Stored data -

------------------------------------------------

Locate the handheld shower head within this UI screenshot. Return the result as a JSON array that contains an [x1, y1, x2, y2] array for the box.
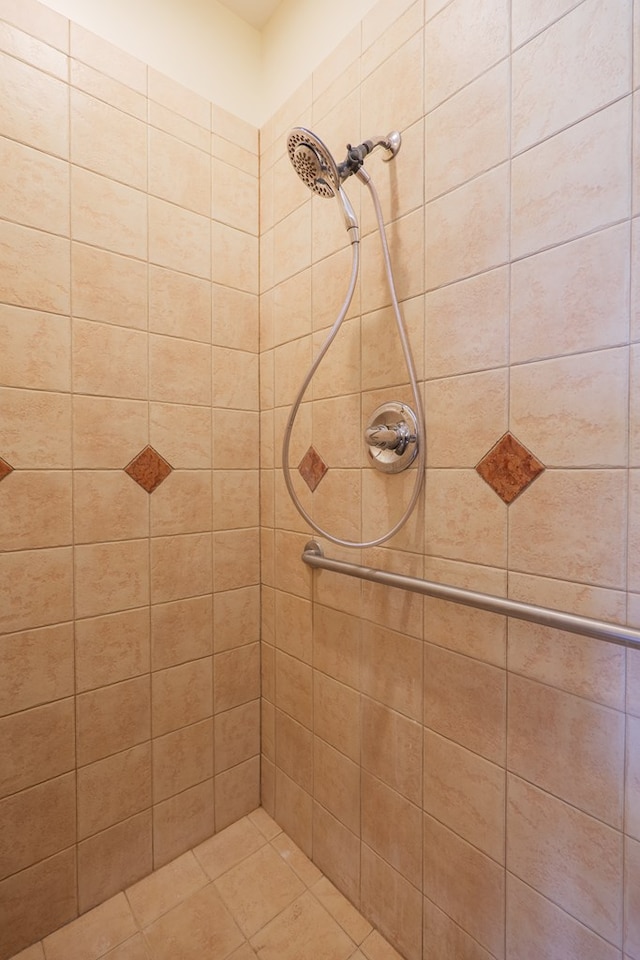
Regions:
[[287, 127, 360, 243]]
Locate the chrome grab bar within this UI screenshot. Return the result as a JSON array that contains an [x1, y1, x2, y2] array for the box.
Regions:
[[302, 540, 640, 649]]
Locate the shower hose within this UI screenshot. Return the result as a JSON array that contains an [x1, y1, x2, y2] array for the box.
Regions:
[[282, 168, 425, 548]]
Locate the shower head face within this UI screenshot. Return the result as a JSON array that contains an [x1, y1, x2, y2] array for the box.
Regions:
[[287, 127, 340, 197]]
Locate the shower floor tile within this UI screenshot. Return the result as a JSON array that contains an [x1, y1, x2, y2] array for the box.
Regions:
[[13, 808, 401, 960]]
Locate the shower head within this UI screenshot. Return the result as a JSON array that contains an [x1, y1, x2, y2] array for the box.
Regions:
[[287, 127, 360, 243], [287, 127, 340, 197]]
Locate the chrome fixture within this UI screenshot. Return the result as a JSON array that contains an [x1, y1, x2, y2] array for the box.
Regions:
[[282, 127, 425, 547], [364, 400, 418, 473], [302, 540, 640, 650]]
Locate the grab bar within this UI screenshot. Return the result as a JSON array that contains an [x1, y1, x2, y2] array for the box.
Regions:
[[302, 540, 640, 648]]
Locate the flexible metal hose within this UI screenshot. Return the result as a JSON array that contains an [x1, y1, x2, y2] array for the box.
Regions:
[[282, 169, 425, 548]]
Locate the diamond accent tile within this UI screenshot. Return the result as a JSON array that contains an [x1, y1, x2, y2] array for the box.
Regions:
[[476, 433, 545, 503], [124, 446, 173, 493], [0, 457, 13, 480], [298, 447, 329, 493]]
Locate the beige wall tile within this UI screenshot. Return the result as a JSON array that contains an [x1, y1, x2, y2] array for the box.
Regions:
[[149, 402, 212, 470], [151, 533, 211, 603], [425, 59, 509, 200], [151, 596, 213, 670], [213, 585, 266, 653], [153, 720, 213, 803], [77, 677, 150, 765], [360, 624, 422, 720], [510, 224, 629, 363], [361, 844, 422, 960], [75, 540, 149, 617], [73, 470, 149, 543], [625, 717, 640, 839], [71, 89, 147, 190], [0, 470, 72, 550], [213, 470, 264, 530], [424, 644, 506, 764], [425, 369, 510, 467], [71, 243, 147, 330], [215, 700, 260, 773], [149, 197, 211, 280], [513, 0, 577, 47], [0, 547, 73, 633], [78, 743, 151, 840], [624, 838, 640, 960], [423, 897, 490, 960], [149, 127, 211, 217], [0, 54, 69, 159], [362, 773, 422, 890], [509, 620, 625, 710], [425, 0, 509, 111], [149, 334, 211, 406], [509, 470, 626, 588], [313, 737, 360, 835], [426, 164, 509, 290], [213, 529, 260, 592], [72, 320, 148, 399], [512, 0, 631, 153], [69, 59, 147, 121], [507, 676, 624, 829], [151, 470, 211, 537], [361, 30, 424, 137], [213, 643, 260, 713], [313, 803, 360, 904], [0, 850, 78, 957], [71, 23, 147, 93], [2, 0, 69, 51], [423, 730, 505, 864], [215, 756, 260, 828], [425, 267, 509, 379], [0, 388, 71, 468], [151, 657, 213, 737], [509, 348, 629, 467], [78, 811, 152, 912], [0, 221, 69, 313], [211, 159, 258, 236], [425, 466, 508, 567], [507, 874, 620, 960], [0, 304, 71, 391], [511, 101, 630, 257], [507, 777, 622, 944], [424, 815, 505, 956], [211, 220, 259, 293], [213, 347, 259, 410], [71, 167, 147, 259], [0, 623, 74, 716], [0, 699, 75, 797], [313, 671, 360, 763], [212, 284, 259, 350], [153, 780, 213, 869], [0, 773, 76, 879], [361, 697, 422, 804], [0, 138, 69, 237], [149, 266, 211, 343], [75, 607, 149, 693]]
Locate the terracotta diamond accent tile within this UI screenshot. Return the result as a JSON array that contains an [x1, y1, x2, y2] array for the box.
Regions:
[[476, 433, 544, 503], [124, 447, 173, 493], [0, 457, 13, 480], [298, 447, 329, 493]]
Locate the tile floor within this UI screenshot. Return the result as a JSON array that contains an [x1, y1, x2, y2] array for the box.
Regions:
[[13, 808, 402, 960]]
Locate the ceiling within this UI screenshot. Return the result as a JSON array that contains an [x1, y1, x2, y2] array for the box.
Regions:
[[220, 0, 281, 30]]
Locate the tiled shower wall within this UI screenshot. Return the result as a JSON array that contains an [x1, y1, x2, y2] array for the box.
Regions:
[[261, 0, 640, 960], [0, 0, 260, 958]]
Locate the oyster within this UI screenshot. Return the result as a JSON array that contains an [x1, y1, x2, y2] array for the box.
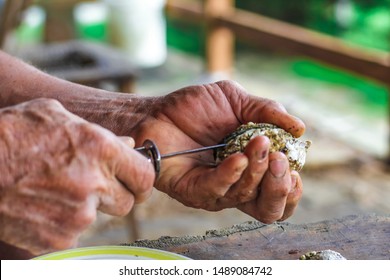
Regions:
[[215, 122, 311, 171], [299, 250, 346, 260]]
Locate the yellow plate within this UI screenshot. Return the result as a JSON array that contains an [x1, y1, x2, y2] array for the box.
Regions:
[[34, 246, 189, 260]]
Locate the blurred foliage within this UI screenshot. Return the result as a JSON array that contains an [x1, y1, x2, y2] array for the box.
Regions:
[[236, 0, 390, 51], [167, 0, 390, 107]]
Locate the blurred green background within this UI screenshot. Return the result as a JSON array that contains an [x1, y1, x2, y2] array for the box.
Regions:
[[6, 0, 390, 110], [167, 0, 390, 110]]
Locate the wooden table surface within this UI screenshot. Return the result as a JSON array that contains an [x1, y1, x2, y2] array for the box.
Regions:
[[129, 215, 390, 260]]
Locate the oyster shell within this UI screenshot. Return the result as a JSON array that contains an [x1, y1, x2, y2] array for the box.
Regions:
[[299, 250, 346, 260], [215, 122, 311, 171]]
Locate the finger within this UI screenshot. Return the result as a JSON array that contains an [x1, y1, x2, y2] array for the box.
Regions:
[[194, 153, 248, 206], [99, 141, 155, 216], [119, 136, 135, 148], [116, 146, 156, 203], [280, 171, 303, 221], [257, 152, 291, 223], [98, 175, 135, 216], [258, 100, 306, 137], [227, 136, 270, 204]]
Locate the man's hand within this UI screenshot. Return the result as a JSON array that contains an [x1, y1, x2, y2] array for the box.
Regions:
[[0, 99, 155, 254], [132, 81, 305, 223]]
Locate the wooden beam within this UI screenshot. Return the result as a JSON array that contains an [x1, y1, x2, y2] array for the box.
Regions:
[[204, 0, 234, 74], [167, 0, 390, 84]]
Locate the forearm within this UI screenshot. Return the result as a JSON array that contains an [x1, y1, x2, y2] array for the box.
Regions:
[[0, 51, 155, 135]]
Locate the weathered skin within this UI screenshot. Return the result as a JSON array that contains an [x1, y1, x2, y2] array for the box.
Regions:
[[0, 52, 305, 255], [0, 99, 154, 254]]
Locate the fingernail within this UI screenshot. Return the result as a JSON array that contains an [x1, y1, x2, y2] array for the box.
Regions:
[[290, 175, 297, 192], [269, 159, 287, 178], [256, 150, 268, 162]]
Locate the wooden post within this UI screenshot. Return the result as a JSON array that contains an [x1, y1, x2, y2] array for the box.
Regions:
[[204, 0, 234, 75]]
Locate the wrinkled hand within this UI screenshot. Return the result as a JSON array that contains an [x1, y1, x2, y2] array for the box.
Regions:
[[133, 81, 305, 223], [0, 99, 155, 254]]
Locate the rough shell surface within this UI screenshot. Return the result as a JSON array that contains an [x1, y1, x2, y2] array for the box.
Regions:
[[299, 250, 346, 260], [215, 122, 311, 171]]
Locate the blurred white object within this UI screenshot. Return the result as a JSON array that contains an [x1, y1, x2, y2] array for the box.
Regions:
[[103, 0, 167, 67]]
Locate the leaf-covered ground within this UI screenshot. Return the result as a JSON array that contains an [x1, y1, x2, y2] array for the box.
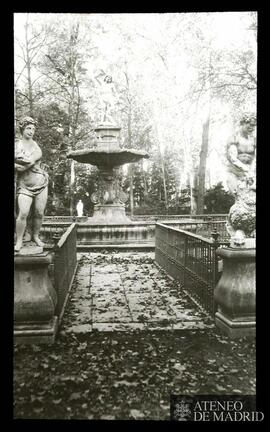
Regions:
[[14, 251, 255, 420]]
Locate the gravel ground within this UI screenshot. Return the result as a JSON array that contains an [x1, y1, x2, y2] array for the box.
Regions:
[[14, 253, 256, 420]]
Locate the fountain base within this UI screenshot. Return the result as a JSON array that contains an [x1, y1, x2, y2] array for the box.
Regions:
[[87, 204, 131, 225]]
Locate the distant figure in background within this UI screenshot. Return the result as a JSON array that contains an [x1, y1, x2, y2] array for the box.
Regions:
[[227, 119, 256, 194], [15, 117, 49, 252], [76, 200, 83, 217]]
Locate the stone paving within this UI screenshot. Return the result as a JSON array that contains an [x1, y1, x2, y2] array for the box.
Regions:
[[61, 252, 214, 333]]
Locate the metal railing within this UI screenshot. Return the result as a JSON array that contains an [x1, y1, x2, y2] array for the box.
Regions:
[[165, 220, 230, 244], [53, 223, 77, 322], [131, 214, 228, 222], [155, 223, 219, 316]]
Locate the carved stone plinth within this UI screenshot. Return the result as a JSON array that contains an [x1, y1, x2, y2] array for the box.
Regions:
[[14, 252, 57, 343], [214, 247, 256, 338]]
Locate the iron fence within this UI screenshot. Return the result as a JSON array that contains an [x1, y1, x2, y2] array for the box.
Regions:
[[128, 214, 228, 222], [53, 223, 77, 323], [166, 220, 230, 244], [155, 223, 219, 315]]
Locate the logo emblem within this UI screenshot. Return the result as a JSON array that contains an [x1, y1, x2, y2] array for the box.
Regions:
[[174, 399, 191, 421]]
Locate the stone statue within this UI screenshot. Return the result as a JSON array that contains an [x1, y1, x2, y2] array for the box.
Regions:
[[95, 70, 116, 123], [15, 117, 48, 252], [76, 200, 83, 217], [227, 120, 256, 247]]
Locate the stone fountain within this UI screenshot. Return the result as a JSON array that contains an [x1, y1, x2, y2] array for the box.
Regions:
[[67, 121, 154, 246], [67, 123, 149, 224]]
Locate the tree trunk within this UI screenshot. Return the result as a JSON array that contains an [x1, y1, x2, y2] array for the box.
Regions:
[[25, 16, 34, 117], [69, 159, 75, 216], [189, 172, 197, 215], [196, 115, 210, 214], [128, 164, 134, 217]]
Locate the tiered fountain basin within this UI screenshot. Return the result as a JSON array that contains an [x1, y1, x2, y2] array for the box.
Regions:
[[64, 123, 152, 247]]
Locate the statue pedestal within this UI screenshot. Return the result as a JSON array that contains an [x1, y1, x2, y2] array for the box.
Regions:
[[14, 252, 58, 344], [214, 247, 256, 338]]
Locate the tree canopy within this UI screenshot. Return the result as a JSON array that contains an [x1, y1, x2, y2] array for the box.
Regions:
[[14, 12, 257, 214]]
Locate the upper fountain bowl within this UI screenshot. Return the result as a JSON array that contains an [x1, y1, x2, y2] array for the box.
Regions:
[[67, 123, 149, 168]]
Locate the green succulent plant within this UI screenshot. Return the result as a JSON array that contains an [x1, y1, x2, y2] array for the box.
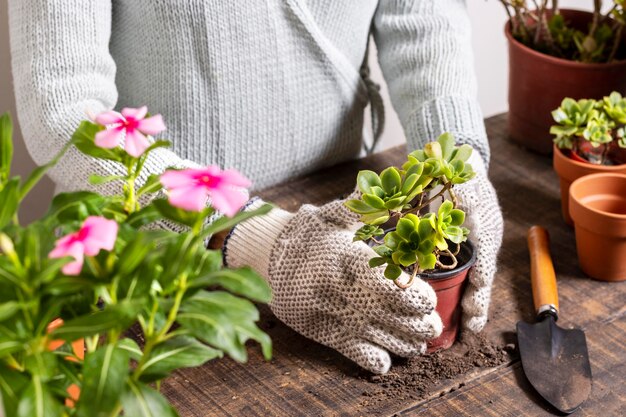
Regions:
[[602, 91, 626, 125], [345, 133, 476, 288], [424, 200, 469, 250], [550, 92, 626, 165]]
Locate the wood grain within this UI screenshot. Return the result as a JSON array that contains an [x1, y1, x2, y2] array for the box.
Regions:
[[163, 115, 626, 417]]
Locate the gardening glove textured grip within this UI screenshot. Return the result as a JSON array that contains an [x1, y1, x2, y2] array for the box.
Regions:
[[455, 152, 504, 332], [224, 196, 442, 374]]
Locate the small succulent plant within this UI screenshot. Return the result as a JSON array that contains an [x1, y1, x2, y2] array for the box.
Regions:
[[550, 92, 626, 165], [345, 133, 475, 288]]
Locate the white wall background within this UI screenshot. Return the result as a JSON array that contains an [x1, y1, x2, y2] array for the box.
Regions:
[[0, 0, 596, 221]]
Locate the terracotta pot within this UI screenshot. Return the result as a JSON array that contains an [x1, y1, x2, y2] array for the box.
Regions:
[[420, 241, 476, 353], [504, 9, 626, 154], [553, 146, 626, 225], [569, 173, 626, 281], [48, 319, 85, 407]]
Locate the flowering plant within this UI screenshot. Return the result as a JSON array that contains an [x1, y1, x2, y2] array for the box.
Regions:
[[345, 133, 475, 288], [0, 107, 271, 417], [550, 91, 626, 165]]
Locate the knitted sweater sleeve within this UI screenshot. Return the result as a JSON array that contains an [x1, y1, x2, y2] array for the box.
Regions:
[[9, 0, 200, 193], [374, 0, 489, 163]]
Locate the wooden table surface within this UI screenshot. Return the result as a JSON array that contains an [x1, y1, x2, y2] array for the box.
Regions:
[[163, 115, 626, 417]]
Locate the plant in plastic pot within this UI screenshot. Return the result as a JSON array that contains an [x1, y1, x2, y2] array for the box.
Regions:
[[345, 133, 476, 352], [500, 0, 626, 154], [550, 92, 626, 224], [569, 173, 626, 281], [0, 111, 271, 417]]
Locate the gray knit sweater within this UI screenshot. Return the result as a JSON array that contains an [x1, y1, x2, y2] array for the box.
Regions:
[[9, 0, 488, 190]]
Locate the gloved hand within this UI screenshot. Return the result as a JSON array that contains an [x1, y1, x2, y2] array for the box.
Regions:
[[224, 195, 442, 374], [454, 152, 504, 332]]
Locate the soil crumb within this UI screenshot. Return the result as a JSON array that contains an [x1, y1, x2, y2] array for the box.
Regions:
[[362, 333, 515, 406]]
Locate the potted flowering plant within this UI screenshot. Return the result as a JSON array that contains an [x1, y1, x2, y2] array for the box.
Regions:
[[550, 92, 626, 224], [0, 107, 271, 417], [500, 0, 626, 154], [345, 133, 476, 351]]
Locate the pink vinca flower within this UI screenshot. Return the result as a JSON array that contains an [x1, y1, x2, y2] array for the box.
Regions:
[[161, 165, 251, 216], [48, 216, 118, 275], [96, 106, 165, 158]]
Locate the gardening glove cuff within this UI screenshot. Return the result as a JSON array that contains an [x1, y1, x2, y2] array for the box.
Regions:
[[455, 152, 504, 332], [224, 195, 442, 374], [224, 197, 294, 277]]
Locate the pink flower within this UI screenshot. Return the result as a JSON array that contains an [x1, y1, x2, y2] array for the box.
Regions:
[[96, 106, 165, 158], [161, 165, 251, 216], [48, 216, 118, 275]]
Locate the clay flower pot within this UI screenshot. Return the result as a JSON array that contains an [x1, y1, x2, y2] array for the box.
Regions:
[[569, 173, 626, 281], [553, 146, 626, 225], [504, 9, 626, 154], [420, 241, 476, 353]]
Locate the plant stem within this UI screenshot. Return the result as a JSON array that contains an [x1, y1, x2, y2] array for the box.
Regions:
[[393, 263, 421, 290]]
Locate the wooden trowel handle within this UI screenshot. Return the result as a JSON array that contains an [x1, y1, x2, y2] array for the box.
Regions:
[[528, 226, 559, 319]]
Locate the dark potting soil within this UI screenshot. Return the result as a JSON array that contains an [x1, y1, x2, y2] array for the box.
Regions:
[[361, 333, 515, 408]]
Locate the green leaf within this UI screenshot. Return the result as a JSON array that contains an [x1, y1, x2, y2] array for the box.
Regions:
[[121, 379, 178, 417], [178, 291, 271, 362], [72, 120, 125, 162], [51, 300, 141, 341], [368, 256, 387, 268], [189, 267, 272, 303], [343, 200, 382, 214], [0, 362, 30, 416], [77, 344, 130, 417], [417, 253, 437, 270], [0, 177, 20, 229], [380, 167, 402, 194], [141, 336, 222, 382], [0, 113, 13, 182], [361, 210, 389, 226], [117, 338, 143, 361], [360, 194, 385, 213], [385, 264, 402, 279], [0, 301, 22, 321], [17, 375, 63, 417], [356, 170, 381, 194]]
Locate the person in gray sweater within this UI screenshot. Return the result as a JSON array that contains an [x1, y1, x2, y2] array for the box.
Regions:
[[9, 0, 502, 373]]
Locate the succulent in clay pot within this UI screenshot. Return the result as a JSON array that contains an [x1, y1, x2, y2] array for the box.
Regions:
[[550, 92, 626, 165], [345, 133, 476, 351]]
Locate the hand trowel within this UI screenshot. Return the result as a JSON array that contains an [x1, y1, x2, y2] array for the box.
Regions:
[[517, 226, 591, 414]]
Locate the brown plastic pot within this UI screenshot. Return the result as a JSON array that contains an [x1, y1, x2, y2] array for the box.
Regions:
[[569, 173, 626, 281], [553, 146, 626, 225], [420, 241, 476, 353], [504, 9, 626, 154]]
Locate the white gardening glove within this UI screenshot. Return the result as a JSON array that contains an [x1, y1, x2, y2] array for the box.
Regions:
[[224, 195, 442, 374], [454, 152, 504, 332]]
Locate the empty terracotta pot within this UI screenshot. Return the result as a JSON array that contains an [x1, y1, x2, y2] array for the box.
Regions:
[[553, 146, 626, 225], [420, 241, 476, 353], [505, 9, 626, 154], [569, 173, 626, 281]]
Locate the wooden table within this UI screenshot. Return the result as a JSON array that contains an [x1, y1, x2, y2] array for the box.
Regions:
[[163, 115, 626, 417]]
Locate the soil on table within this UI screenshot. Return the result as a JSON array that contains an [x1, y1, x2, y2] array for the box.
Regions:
[[361, 333, 515, 407]]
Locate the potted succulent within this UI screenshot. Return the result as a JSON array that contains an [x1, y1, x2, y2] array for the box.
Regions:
[[345, 133, 476, 352], [0, 107, 271, 417], [500, 0, 626, 154], [569, 173, 626, 281], [550, 92, 626, 224]]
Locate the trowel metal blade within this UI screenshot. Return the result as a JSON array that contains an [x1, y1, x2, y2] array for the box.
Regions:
[[517, 316, 591, 414]]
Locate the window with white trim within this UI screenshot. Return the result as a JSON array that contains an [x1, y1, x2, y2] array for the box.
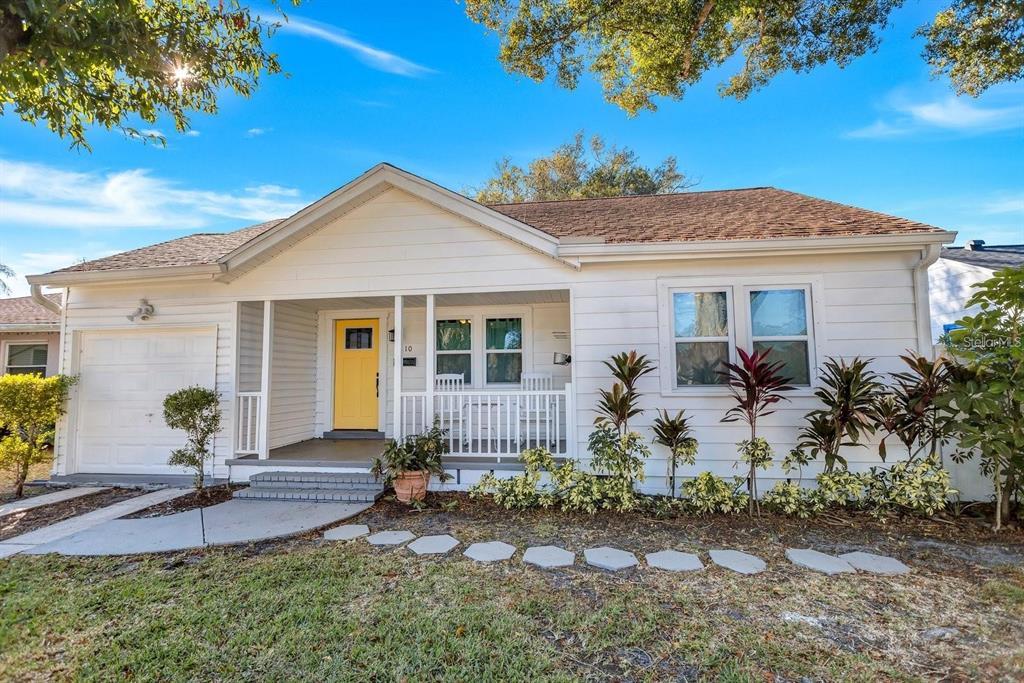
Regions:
[[672, 289, 732, 387], [748, 287, 811, 386], [4, 343, 49, 377], [663, 278, 816, 391], [483, 317, 522, 384], [434, 318, 473, 384]]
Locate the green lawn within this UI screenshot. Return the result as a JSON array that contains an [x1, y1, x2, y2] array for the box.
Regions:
[[0, 541, 1024, 681]]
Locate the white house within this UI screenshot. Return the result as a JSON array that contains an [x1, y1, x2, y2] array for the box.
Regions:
[[29, 164, 954, 497], [928, 240, 1024, 341]]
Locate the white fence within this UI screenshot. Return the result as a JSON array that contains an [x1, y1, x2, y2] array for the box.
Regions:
[[396, 384, 575, 457], [234, 391, 263, 456]]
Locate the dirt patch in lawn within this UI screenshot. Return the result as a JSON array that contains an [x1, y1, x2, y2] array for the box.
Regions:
[[122, 484, 246, 519], [0, 488, 145, 541]]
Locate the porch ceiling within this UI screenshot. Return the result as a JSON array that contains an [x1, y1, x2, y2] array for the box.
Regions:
[[249, 289, 569, 311]]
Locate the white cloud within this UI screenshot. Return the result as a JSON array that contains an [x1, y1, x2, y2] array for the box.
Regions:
[[845, 92, 1024, 138], [281, 15, 435, 77], [0, 160, 304, 230]]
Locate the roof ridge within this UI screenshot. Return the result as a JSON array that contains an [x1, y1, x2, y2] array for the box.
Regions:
[[483, 185, 770, 208]]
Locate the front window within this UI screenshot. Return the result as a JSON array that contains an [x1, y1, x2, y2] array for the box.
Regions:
[[435, 319, 473, 384], [750, 289, 811, 385], [672, 290, 730, 387], [484, 317, 522, 384], [4, 344, 47, 377]]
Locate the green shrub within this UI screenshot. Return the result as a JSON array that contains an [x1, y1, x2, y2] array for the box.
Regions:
[[164, 386, 221, 489], [370, 418, 452, 485], [866, 456, 956, 515], [683, 472, 750, 515], [0, 374, 78, 498], [761, 481, 825, 519]]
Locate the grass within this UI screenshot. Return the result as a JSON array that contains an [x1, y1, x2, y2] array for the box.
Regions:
[[0, 497, 1024, 681]]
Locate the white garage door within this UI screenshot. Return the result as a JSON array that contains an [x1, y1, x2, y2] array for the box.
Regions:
[[76, 329, 217, 474]]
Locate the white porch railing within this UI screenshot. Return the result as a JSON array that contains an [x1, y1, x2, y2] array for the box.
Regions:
[[396, 384, 575, 458], [234, 391, 263, 456]]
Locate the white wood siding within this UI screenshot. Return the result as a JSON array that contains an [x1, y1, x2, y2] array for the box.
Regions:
[[51, 189, 927, 488], [267, 302, 316, 449]]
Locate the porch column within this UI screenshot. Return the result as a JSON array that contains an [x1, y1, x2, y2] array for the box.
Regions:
[[392, 294, 403, 440], [423, 294, 437, 429], [256, 301, 273, 460]]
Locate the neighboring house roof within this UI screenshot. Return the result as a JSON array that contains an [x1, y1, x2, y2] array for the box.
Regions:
[[490, 187, 941, 243], [940, 240, 1024, 270], [29, 164, 950, 283], [0, 294, 60, 330]]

------------------------------------------------

EXERCISE INSTRUCTIONS - Copy the data word for word from its beginning through the line that contains "[[302, 540, 640, 649]]", including that line. Leave the pictures out.

EXPECTED ANSWER -
Locate the handheld shower head within this UI screenshot. Return the result as a JSON array that contains an [x1, y1, x2, y2] array for the box.
Regions:
[[287, 127, 360, 243]]
Locate the chrome grab bar within this UI screenshot. Return the result as a JSON array that contains an [x1, y1, x2, y2] array for the box.
Regions:
[[302, 540, 640, 649]]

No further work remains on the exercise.